(Source excerpt)
□ □ □ □
The -u option to clock tells it that the hardware clock
is in universal time. You must use the -u option correctly.
If you don't, your computer will be quite confused about what the time is.
The
clocks should be changed with care. Many parts of a UNIX system require the
clocks to work correctly. For example, the cron
daemon runs commands periodically. If you change the clock, it can be confused
of whether it needs to run the commands or not. On one early UNIX system,
someone set the clock twenty years into the future, and cron wanted to run all the periodic commands for twenty years all
at once. Current versions of cron
can handle this correctly, but you should still be careful. Big jumps or
backward jumps are more dangerous than smaller or forward ones.
When the
clock is wrong
The Linux
software clock is not always accurate. It is kept running by a periodic timer interrupt generated by PC
hardware. If the system has too many processes running, it may take too long to
service the timer interrupt, and the software clock starts slipping behind. The
hardware clock runs independently and is usually more accurate. If you boot
your computer often (as is the case for most systems that aren't servers), it
will usually keep fairly accurate time.
If you need to
adjust the hardware clock, it is usually simplest to reboot, go into the BIOS
setup screen, and do it from there. This avoids all trouble that changing
system time might cause. If doing it via BIOS is not an option, set the new
time with date and clock (in that order), but be prepared
to reboot, if some part of the system starts acting funny.
Another method
would be to use either ”hwclock –w”
or “hwclock –systohc” to sync the
hardware clock to the software clock. If you want to sync your software clock
to your hardware clock then you would use ”hwclock
–s” or ”hwclock –hwtosys”. For
more information on this command read ”man
hwclock”.
NTP –
Network Time Protocol
Much of the terminology associated with computer
time synchronization and NTP servers can be quite obscure. This section
attempts to explain in simple language some of the terminology used in computer
timing applications.
NTP: NTP is the short hand name given to the Network
Time Protocol; it is a standard protocol for distributing time around the
internet and computer networks. Precise time is passed from accurate time
references to network time clients for the purpose of synchronizations.
NTP
Server: A NTP Server is a device that
obtains precise time from an external timing reference such as GPS and provides
a precise timing resource to computer networks.
When it comes to time synchronization and using
Network Time Protocol (NTP) to ensure accuracy on a computer network, it is
important to understand the hierarchy of NTP and how it affects distance and
accuracy.
NTP time servers work by receiving a single time
source and using this as a basis for all time on the network, however, a
synchronized network will be only as accurate as the original time source and
this is where stratum levels come in.
□ □ □ □
(Entries provided)
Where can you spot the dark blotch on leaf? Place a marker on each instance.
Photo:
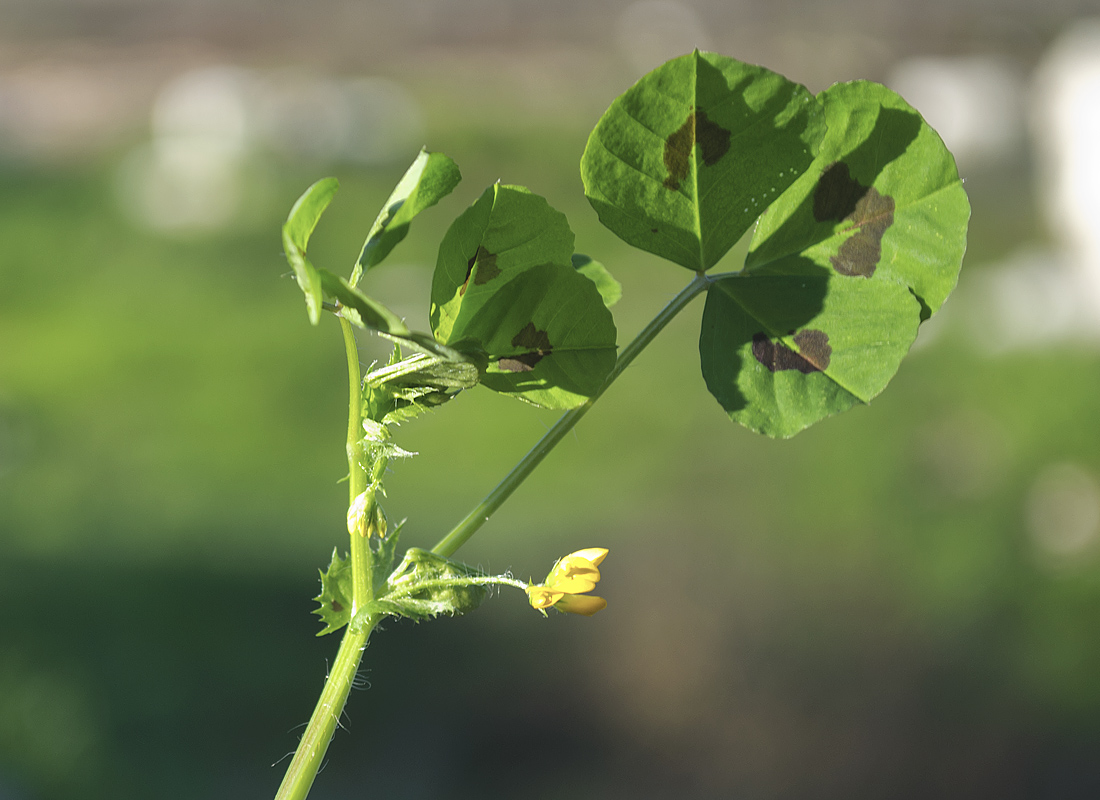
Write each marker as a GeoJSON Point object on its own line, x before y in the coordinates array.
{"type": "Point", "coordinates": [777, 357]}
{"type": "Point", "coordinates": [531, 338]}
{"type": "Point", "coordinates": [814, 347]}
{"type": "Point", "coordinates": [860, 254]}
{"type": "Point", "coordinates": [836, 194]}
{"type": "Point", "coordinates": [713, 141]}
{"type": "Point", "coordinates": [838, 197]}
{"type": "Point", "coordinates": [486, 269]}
□ □ □ □
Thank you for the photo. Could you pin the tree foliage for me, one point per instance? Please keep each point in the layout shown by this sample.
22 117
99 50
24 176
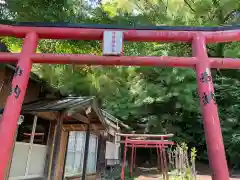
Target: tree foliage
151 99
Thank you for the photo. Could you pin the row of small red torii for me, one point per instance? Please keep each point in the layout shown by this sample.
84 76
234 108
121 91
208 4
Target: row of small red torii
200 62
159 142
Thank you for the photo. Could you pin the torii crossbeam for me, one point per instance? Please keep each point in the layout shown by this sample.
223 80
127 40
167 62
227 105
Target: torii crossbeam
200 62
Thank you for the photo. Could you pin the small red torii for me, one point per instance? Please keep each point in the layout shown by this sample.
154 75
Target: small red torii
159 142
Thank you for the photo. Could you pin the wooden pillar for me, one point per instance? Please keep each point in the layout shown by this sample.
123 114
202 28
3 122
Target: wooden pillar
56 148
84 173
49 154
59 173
□ □ □ □
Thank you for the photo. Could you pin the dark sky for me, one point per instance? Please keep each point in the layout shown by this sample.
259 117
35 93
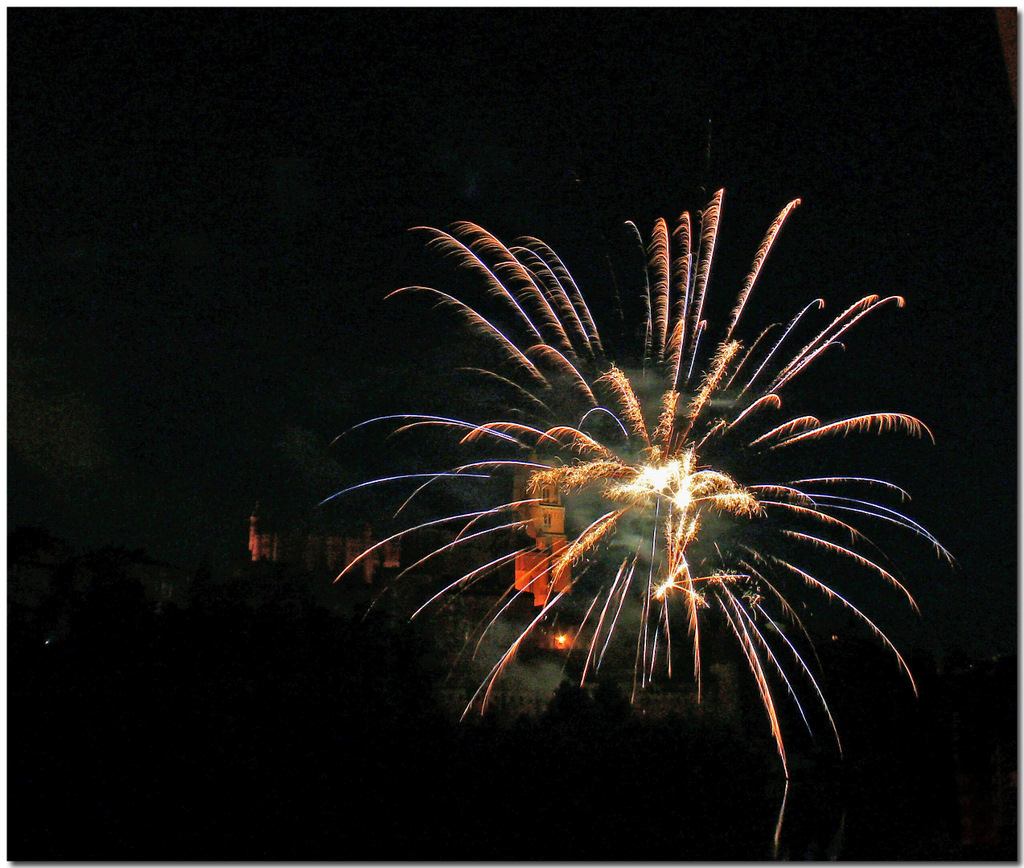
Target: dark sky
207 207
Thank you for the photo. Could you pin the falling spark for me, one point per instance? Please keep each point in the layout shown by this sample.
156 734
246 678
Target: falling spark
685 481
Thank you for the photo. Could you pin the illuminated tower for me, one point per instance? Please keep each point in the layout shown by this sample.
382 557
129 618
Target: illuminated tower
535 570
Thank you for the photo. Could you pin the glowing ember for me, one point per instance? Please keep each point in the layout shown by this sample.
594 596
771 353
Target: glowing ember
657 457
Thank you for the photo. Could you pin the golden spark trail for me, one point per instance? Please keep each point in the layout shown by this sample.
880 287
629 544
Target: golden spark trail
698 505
□ □ □ □
(Problem details)
From the clock text above, please write out, word for word, the part that opens with the words containing "The -u option to" and closes with "the time is.".

(Exercise answer)
The -u option to clock tells it that the hardware clock
is in universal time. You must use the -u option correctly.
If you don't, your computer will be quite confused about what the time is.